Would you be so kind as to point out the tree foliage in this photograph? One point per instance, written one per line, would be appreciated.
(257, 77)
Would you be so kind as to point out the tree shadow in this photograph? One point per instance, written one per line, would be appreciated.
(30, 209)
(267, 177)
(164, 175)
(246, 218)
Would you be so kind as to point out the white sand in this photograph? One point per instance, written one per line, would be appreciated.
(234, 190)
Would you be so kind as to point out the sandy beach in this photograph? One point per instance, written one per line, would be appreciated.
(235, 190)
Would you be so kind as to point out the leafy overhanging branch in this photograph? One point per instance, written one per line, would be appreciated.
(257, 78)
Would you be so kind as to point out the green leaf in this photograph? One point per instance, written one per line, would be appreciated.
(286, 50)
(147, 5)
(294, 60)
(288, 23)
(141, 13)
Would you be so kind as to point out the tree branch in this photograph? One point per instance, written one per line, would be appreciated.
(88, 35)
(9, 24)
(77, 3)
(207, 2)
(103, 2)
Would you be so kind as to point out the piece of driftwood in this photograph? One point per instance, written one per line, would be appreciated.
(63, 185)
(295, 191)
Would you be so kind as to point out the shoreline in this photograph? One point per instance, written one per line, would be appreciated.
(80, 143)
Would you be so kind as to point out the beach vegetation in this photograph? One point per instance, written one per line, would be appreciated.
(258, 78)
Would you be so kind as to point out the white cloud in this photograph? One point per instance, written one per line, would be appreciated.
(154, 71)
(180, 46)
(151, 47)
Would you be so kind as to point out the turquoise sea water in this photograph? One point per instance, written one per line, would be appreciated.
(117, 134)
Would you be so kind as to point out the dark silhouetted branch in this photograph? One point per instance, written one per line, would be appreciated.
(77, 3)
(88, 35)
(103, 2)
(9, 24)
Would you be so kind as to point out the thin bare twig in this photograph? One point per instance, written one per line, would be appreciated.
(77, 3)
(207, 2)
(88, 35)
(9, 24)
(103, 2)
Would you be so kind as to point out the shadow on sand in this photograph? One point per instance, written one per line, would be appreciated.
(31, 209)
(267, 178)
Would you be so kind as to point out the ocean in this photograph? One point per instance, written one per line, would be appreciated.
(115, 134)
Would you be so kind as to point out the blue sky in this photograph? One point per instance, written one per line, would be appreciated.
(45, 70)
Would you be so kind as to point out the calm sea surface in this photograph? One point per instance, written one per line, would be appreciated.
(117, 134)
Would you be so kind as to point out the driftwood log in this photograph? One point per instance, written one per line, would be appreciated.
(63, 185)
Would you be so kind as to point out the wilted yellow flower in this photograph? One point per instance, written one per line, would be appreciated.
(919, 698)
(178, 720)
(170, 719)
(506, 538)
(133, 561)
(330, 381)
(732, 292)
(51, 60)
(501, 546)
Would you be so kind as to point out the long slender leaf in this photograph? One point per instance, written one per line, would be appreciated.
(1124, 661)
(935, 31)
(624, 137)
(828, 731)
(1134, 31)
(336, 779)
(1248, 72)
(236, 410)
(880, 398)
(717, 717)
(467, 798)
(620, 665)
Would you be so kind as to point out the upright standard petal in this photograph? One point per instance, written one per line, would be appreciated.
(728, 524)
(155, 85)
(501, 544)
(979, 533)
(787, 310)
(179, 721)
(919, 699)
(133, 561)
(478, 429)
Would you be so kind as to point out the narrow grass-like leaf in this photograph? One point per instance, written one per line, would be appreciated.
....
# Work task:
Output all preceding records character for character.

# Task response:
Would you be so kind as to point out the tree foliage in this photograph? One point per instance, written one per line, would be appreciated.
(257, 77)
Would you be so kind as to point out the tree shadow in this photograph? One point per instance, written one per line, would be appreciated.
(30, 209)
(267, 177)
(164, 175)
(246, 218)
Would you be so kind as to point out the white sand in this photograph? One point per instance, written one per line, would be appreciated.
(234, 190)
Would you be so kind as to point out the sandy beach in this photograph? One point per instance, written one per line, would be appreciated.
(235, 190)
Would you be so kind as to point out the leafy overhanging branch in this photograph? One point per instance, written one per line, would be appreciated.
(257, 78)
Would you be so kind as to point out the green leaf in this photograph? One point per instance, written one per line, would be appreciated.
(286, 50)
(147, 5)
(294, 60)
(288, 23)
(141, 13)
Would you be so kind as to point out the tree branch in this photograph? One point per instance, written one per line, would be appreciated.
(88, 35)
(9, 24)
(77, 3)
(207, 2)
(103, 2)
Would you be so kind as to point out the piece of driftwood in this photograph? One point per instance, written one per line, would be appreciated.
(63, 185)
(295, 191)
Would you be so kind as to point out the shoreline in this photograph? One point per instance, written one per line, would be appreciated.
(80, 143)
Would you be so kind as to point out the beach vegetation in this photograph? One point per instance, written one per line, would be appreciated.
(258, 78)
Would you be so kind as to point out the white cloud in this photograph? One point per instance, written one per line, would be appreciated.
(154, 71)
(180, 46)
(151, 47)
Would you be so kind as to point out the turquoise sea water in this photograph? One point per instance, written one per line, would be appreciated.
(117, 134)
Would you be so kind as to point out the dark silhouetted branch in this photograph? One point per instance, written one per line, would be appreciated.
(77, 3)
(88, 35)
(103, 2)
(9, 24)
Would you be so kind as to point out the thin bare twig in this photograph? One point per instance, written one per line, would be appreciated.
(77, 3)
(207, 2)
(88, 35)
(9, 24)
(103, 2)
Would you be so kind as to point out the shadow on sand in this photograph? One point per instance, written one per line, would be appreciated.
(31, 209)
(267, 178)
Would you be so kind as to point out the ocean in this photograph? One point per instance, written one per line, would be appreciated.
(115, 134)
Would you be so kind as to point out the blue sky in this photograph? One point per instance, written one per line, would be appreciated.
(45, 70)
Would you be so kind as to point out the calm sea surface in this photograph? One point per instance, written one per line, would be appreciated.
(117, 134)
Would you be so kind as to point out the driftwood log in this photograph? One point per instance, written one per line, would be appreciated.
(63, 185)
Would you be so kind as to point out the wilted yellow flower in this photograph? One point per instance, written one per line, would be appreciated.
(919, 698)
(178, 720)
(170, 719)
(506, 538)
(133, 561)
(330, 381)
(732, 292)
(51, 60)
(501, 546)
Would you be so kind as to point out the long slender leaf in this photograph? One point per instance, written one per line, would be appreciated.
(1124, 661)
(935, 31)
(624, 137)
(828, 731)
(1134, 31)
(336, 779)
(1248, 72)
(236, 410)
(880, 398)
(717, 717)
(467, 798)
(620, 665)
Would you be so kind as to point out the upright standard petal in this photograph? One point per instance, written one per line, would be appreciated.
(728, 524)
(155, 85)
(501, 544)
(979, 533)
(787, 310)
(179, 721)
(919, 699)
(133, 561)
(478, 429)
Would you be so kind as to point out the narrow grass-like leaf in this photograph? One point per instance, written one per line, would be appreciated.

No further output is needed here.